=== Trecho do documento ===
--------
Presente bilionário
Nova Lei Geral das Telecomunicações pode dar às operadoras até R$ 105 bilhões em bens que pertencem à União. A principal beneficiada é a Oi, que está em recuperação judicial
Aprovada em 1997, a Lei Geral de Telecomunicações era considerada arcaica por dez entre dez analistas do setor. Quando foi redigida, a telefonia fixa era o foco de atenção. Hoje, ela mais se parece com um dinossauro à espera da chegada do meteoro que vai dizimá-la. Modernizar a legislação, portanto, sempre foi uma demanda antiga das operadoras de telefonia. Mas um texto aprovado pelo Senado Federal, que agora precisa ser sancionado pelo presidente Michel Temer, está provocando um grande rebuliço.
Para alguns, as novas regras dão de bandeja às empresas de telecomunicações bens que pertencem à União, um presente que pode chegar até R$ 105 bilhões, segundo cálculos do Tribunal de Contas da União (TCU). “Somos contra porque traz prejuízo ao consumidor”, diz Maria Inês Dolci, coordenador do Proteste, que assinou um nota de repúdio com 21 entidades. Para outros, o teor da legislação permitirá novos investimentos em áreas essenciais ao consumidor, como o de banda larga, em vez de gastar recursos em orelhões. “Ela devia ter sido aprovada há cinco anos”, afirma Eduardo Tude, presidente da consultoria Teleco.
O item mais polêmico é questão dos bens reversíveis. Pelas regras atuais, todos os ativos públicos, como equipamentos e prédios, deveriam retornar às mãos do governo ao fim da concessão, em 2025. O novo texto diz que só devem ser devolvidos aqueles bens que são considerados essenciais à operação. Dessa forma, os imóveis que não estão mais em uso passam às mãos das operadoras de telefonia. A Oi, que está em recuperação judicial com dívidas de R$ 65,4 bilhões, é a grande beneficiada com essa definição.
--------
=== O que fazer ===
[A] Reproduza integralmente a reportagem sobre a nova Lei Geral das Telecomunicações.
[B] Transcreva, das linhas que aparecem abaixo da reportagem, tudo desde a linha que contém "Question. Indicate each instance of the tail" até a última dessas linhas, ambas inclusive. Deixe as imagens fora da resposta.

=== Entradas de anotação de pontos em imagens ===
--------
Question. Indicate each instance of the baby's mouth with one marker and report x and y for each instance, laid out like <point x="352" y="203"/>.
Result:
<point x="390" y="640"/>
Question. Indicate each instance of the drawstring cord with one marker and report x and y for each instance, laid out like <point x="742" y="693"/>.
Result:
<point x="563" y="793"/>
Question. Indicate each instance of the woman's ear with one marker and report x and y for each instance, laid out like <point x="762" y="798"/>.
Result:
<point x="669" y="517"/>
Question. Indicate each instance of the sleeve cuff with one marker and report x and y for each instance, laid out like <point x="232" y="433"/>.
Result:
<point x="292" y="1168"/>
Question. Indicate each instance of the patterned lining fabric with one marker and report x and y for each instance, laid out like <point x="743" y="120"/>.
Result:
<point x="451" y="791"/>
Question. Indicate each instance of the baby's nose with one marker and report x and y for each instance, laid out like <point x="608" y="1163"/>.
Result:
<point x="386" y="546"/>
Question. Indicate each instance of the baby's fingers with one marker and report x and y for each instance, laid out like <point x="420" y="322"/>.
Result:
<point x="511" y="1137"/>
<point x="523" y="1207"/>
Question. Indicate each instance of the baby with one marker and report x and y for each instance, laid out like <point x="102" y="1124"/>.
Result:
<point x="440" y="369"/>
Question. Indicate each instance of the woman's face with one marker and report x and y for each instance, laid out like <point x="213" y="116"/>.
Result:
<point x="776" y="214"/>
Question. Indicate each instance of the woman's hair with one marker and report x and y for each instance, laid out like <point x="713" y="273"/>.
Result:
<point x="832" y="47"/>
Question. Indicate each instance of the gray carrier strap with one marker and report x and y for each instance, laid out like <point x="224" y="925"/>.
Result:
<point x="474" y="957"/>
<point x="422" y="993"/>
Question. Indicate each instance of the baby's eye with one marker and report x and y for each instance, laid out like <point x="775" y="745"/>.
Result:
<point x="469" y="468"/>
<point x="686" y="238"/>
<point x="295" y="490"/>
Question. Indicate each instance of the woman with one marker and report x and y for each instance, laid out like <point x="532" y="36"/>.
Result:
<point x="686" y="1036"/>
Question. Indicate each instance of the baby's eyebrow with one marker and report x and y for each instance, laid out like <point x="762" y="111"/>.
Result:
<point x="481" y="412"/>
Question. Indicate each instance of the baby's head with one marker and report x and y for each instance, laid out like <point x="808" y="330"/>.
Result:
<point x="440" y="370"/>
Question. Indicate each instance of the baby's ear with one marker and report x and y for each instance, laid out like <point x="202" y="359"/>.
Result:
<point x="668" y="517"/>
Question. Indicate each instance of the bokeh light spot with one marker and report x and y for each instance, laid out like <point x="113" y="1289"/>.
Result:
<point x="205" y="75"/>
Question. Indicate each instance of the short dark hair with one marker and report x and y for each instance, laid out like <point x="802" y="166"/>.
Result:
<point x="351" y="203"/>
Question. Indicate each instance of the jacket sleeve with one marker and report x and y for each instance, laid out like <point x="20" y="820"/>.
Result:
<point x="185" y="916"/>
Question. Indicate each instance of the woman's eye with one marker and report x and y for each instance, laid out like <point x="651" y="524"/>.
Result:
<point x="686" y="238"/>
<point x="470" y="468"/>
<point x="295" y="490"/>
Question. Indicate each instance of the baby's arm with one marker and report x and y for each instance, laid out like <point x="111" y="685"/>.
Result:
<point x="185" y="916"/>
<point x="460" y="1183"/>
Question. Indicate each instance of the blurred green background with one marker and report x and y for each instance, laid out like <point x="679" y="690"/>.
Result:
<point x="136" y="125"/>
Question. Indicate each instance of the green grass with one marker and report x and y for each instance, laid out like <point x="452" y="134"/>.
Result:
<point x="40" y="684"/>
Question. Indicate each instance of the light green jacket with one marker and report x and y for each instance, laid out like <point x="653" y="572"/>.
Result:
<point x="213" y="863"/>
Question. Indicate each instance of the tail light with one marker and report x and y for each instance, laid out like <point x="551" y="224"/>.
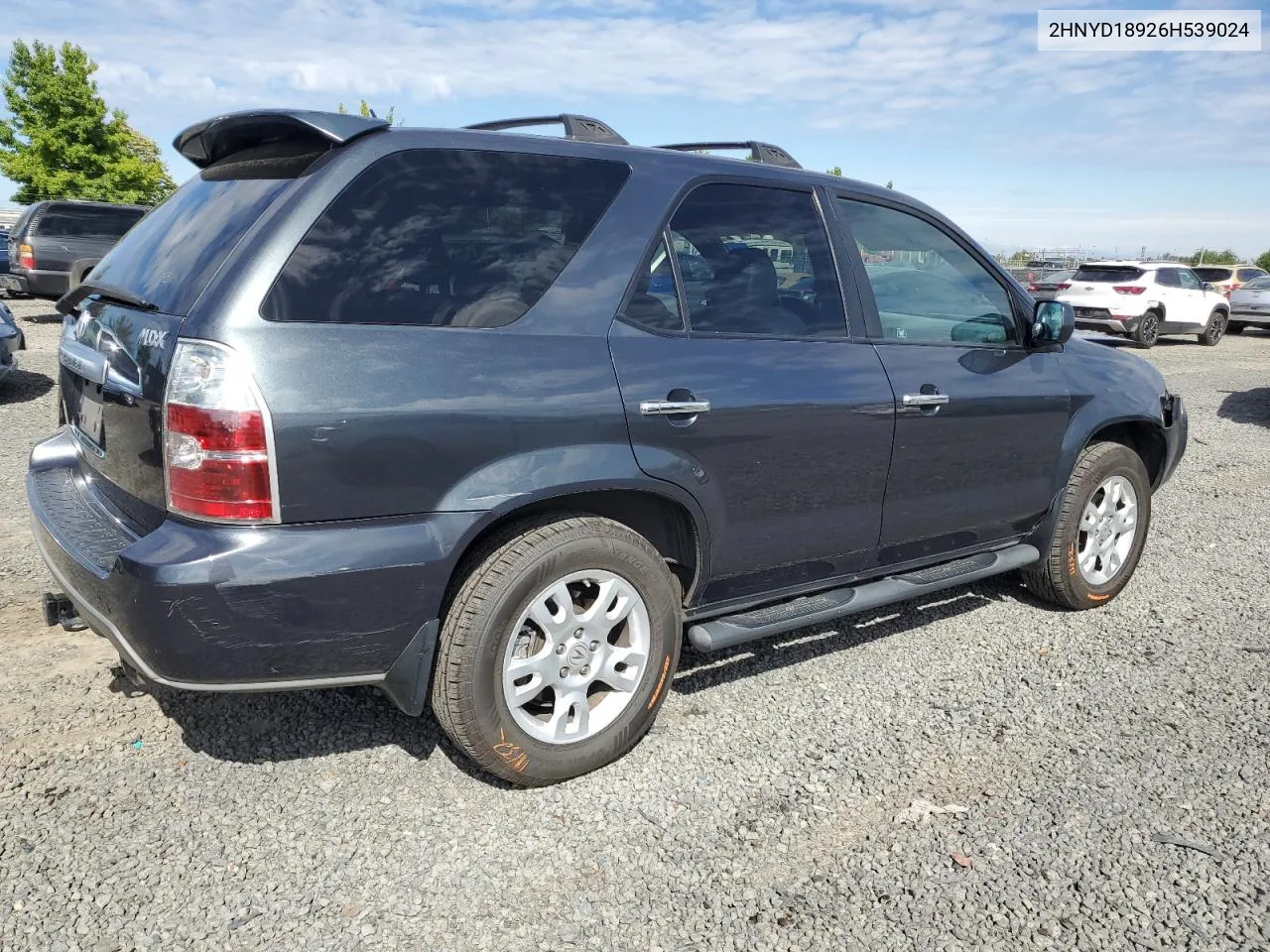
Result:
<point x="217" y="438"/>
--------
=== Respostas em ordem ===
[A]
Presente bilionário
Nova Lei Geral das Telecomunicações pode dar às operadoras até R$ 105 bilhões em bens que pertencem à União. A principal beneficiada é a Oi, que está em recuperação judicial
Aprovada em 1997, a Lei Geral de Telecomunicações era considerada arcaica por dez entre dez analistas do setor. Quando foi redigida, a telefonia fixa era o foco de atenção. Hoje, ela mais se parece com um dinossauro à espera da chegada do meteoro que vai dizimá-la. Modernizar a legislação, portanto, sempre foi uma demanda antiga das operadoras de telefonia. Mas um texto aprovado pelo Senado Federal, que agora precisa ser sancionado pelo presidente Michel Temer, está provocando um grande rebuliço.
Para alguns, as novas regras dão de bandeja às empresas de telecomunicações bens que pertencem à União, um presente que pode chegar até R$ 105 bilhões, segundo cálculos do Tribunal de Contas da União (TCU). “Somos contra porque traz prejuízo ao consumidor”, diz Maria Inês Dolci, coordenador do Proteste, que assinou um nota de repúdio com 21 entidades. Para outros, o teor da legislação permitirá novos investimentos em áreas essenciais ao consumidor, como o de banda larga, em vez de gastar recursos em orelhões. “Ela devia ter sido aprovada há cinco anos”, afirma Eduardo Tude, presidente da consultoria Teleco.
O item mais polêmico é questão dos bens reversíveis. Pelas regras atuais, todos os ativos públicos, como equipamentos e prédios, deveriam retornar às mãos do governo ao fim da concessão, em 2025. O novo texto diz que só devem ser devolvidos aqueles bens que são considerados essenciais à operação. Dessa forma, os imóveis que não estão mais em uso passam às mãos das operadoras de telefonia. A Oi, que está em recuperação judicial com dívidas de R$ 65,4 bilhões, é a grande beneficiada com essa definição.

[B]
Question. Indicate each instance of the tail light with one marker and report x and y for each instance, laid out like <point x="551" y="224"/>.
Result:
<point x="217" y="438"/>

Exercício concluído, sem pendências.